[Directions]: Beginning at the line with "Would it be possible for you to detect the mountain ridge", output each line to the end of the listing below exactly, please.

━━━ Data for analysis

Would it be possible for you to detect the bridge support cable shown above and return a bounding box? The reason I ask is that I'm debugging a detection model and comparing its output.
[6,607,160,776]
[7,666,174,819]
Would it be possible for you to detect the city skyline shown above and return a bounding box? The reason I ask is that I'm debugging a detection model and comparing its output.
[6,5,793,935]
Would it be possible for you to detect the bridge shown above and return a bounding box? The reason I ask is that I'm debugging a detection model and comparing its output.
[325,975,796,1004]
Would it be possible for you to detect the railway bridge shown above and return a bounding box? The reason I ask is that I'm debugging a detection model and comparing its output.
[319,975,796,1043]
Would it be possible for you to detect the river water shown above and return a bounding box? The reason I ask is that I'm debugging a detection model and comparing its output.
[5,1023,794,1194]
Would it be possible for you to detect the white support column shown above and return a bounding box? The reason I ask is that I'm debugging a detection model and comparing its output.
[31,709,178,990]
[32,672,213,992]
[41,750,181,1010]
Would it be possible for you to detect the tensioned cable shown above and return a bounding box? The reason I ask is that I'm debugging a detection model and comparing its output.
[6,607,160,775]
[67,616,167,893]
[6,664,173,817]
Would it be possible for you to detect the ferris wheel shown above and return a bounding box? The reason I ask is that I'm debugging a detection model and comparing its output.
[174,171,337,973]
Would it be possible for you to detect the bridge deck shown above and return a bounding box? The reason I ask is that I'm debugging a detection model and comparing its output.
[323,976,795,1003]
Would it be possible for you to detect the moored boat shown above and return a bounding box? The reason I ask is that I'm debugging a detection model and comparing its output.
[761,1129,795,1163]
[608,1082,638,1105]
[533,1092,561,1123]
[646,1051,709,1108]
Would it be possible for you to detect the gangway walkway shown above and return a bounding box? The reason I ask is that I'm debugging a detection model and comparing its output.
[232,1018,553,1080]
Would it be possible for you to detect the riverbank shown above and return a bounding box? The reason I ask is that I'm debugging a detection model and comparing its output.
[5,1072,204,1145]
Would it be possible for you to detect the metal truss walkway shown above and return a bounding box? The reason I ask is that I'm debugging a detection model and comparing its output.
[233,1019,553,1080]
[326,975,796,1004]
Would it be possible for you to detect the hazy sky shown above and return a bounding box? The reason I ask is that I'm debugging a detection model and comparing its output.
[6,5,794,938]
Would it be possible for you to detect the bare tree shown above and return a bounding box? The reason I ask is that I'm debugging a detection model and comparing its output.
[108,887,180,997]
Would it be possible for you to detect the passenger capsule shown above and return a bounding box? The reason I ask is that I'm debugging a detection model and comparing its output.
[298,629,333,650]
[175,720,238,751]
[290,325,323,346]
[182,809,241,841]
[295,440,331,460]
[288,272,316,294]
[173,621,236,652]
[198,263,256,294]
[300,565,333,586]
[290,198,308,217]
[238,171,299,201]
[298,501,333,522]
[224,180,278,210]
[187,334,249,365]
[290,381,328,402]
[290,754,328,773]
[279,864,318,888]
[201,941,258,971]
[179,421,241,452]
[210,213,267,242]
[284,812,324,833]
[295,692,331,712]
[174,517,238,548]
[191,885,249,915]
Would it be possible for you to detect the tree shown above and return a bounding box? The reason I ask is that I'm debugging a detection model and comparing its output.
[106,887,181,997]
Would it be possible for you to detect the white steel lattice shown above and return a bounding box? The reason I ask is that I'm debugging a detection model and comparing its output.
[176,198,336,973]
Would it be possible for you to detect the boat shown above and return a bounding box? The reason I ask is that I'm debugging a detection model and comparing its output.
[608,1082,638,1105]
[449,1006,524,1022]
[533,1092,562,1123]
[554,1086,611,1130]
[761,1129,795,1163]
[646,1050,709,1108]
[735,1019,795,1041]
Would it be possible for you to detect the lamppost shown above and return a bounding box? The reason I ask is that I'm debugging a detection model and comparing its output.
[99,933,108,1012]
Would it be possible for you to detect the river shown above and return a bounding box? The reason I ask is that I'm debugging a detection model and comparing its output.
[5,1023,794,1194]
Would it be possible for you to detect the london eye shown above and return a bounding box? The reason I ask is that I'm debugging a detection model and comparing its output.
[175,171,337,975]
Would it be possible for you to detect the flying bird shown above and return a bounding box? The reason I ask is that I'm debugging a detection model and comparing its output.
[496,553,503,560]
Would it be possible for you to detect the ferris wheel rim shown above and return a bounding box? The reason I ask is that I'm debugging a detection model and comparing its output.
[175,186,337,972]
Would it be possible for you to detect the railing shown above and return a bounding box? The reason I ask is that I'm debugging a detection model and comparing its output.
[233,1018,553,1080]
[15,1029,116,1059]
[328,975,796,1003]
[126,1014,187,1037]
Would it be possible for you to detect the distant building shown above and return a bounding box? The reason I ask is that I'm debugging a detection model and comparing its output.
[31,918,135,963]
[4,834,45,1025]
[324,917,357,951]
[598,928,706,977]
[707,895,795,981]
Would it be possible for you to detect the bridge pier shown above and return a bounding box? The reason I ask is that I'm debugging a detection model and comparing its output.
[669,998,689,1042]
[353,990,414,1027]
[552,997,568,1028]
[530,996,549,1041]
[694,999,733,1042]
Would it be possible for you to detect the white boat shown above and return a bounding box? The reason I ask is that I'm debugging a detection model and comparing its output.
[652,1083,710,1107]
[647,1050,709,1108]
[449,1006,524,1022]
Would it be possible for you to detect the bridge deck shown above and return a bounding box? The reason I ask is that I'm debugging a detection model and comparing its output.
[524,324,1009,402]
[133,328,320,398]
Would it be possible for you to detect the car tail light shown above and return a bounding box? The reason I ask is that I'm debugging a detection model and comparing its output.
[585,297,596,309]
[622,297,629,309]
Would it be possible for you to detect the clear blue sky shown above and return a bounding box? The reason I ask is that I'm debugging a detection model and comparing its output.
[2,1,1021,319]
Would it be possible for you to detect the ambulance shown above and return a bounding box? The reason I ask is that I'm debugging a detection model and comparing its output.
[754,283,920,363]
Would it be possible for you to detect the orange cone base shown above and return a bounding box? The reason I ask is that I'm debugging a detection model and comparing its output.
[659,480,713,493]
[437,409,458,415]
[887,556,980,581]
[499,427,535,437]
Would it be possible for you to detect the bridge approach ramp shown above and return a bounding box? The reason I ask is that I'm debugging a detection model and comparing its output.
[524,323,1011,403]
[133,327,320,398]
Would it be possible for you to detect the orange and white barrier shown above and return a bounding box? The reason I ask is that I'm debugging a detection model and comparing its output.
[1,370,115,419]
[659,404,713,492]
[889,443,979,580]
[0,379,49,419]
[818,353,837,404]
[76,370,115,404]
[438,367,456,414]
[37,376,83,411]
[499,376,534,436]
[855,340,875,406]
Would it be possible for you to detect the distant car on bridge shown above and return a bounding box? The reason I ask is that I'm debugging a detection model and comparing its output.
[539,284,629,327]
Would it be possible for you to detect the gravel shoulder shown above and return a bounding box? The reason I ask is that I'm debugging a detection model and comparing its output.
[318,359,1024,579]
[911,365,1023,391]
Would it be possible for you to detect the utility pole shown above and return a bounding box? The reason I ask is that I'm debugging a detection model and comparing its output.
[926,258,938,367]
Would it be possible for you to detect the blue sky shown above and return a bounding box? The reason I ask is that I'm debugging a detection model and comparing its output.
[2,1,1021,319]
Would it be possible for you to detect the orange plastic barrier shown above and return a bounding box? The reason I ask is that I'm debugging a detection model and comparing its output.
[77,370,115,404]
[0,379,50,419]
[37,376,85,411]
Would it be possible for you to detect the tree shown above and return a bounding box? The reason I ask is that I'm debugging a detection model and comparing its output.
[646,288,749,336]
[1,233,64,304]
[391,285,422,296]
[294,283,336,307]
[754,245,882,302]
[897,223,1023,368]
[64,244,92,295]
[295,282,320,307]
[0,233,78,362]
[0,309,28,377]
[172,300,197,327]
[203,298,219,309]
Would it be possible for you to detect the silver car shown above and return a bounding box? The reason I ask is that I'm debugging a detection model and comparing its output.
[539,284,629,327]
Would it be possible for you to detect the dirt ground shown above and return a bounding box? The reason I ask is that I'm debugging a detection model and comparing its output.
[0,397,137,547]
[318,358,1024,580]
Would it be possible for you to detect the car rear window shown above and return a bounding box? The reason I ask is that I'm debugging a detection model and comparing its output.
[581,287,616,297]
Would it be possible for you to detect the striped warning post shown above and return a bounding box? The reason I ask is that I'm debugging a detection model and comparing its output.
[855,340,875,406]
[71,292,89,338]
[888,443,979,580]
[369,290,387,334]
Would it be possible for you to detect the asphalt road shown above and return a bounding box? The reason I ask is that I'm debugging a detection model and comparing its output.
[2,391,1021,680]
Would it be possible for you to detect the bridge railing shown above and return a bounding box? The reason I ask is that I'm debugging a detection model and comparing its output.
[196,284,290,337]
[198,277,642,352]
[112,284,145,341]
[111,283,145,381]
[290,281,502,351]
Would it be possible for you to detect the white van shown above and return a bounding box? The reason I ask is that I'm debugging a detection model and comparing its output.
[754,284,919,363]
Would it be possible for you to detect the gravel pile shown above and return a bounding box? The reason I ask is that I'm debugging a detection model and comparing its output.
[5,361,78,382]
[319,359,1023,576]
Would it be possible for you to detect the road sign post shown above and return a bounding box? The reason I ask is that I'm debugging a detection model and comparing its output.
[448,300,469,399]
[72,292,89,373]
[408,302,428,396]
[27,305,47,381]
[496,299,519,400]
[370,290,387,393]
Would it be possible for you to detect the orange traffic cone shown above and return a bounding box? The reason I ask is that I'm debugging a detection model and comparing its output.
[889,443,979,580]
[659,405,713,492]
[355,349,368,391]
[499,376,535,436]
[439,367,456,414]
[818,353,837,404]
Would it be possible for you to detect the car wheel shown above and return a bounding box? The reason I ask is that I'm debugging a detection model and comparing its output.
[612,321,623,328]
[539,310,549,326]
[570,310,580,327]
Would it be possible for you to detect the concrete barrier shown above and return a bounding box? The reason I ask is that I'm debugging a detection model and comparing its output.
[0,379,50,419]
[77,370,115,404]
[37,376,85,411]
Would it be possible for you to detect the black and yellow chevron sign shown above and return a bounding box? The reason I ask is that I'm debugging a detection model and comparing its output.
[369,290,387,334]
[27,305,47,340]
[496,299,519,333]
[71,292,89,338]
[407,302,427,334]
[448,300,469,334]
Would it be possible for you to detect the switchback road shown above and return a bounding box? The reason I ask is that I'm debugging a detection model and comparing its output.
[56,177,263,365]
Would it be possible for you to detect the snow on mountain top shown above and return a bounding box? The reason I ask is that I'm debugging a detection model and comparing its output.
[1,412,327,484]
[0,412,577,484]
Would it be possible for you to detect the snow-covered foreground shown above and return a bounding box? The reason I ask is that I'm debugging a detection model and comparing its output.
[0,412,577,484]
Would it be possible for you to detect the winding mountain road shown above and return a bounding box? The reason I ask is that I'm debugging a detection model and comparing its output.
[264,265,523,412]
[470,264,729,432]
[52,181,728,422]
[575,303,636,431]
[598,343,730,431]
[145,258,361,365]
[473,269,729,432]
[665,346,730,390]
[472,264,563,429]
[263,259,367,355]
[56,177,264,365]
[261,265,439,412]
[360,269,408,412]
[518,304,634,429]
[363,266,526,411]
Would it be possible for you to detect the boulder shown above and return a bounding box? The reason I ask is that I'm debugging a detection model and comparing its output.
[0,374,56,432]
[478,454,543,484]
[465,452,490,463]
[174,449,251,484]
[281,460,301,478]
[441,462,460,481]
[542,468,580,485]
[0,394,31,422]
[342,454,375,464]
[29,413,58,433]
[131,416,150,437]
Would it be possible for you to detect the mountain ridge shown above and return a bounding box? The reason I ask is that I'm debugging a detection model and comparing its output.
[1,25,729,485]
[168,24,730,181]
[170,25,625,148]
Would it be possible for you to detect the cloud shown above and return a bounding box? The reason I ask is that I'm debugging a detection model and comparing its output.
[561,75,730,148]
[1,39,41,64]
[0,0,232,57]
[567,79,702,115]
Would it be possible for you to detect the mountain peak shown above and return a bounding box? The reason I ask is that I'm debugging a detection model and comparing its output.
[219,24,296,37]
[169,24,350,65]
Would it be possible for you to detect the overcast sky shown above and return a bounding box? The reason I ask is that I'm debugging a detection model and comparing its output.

━━━━━━

[Exercise solution]:
Would it be possible for you to detect the mountain ridge shown above and return a bounding box? The reason I ask is that I'm debugging a detection model and comparing its output.
[1,25,729,485]
[168,24,730,181]
[170,25,625,148]
Would it be possible for you to detect the cloud shown above and return a bounding box? The reason I ask is that I'm debugging a detection model and comparing its output.
[561,75,730,148]
[1,39,41,64]
[0,0,232,57]
[567,79,702,115]
Would it be possible for you to detect the mountain peak shown above and return a bounding box? The reason I ask is that I'm debugging a detection model and comparing its output.
[219,24,296,37]
[169,24,350,65]
Would it be possible for you to detect the overcast sky shown above and return a bounding box? The reason I ask is that I'm debugging a detection model and comparing its output.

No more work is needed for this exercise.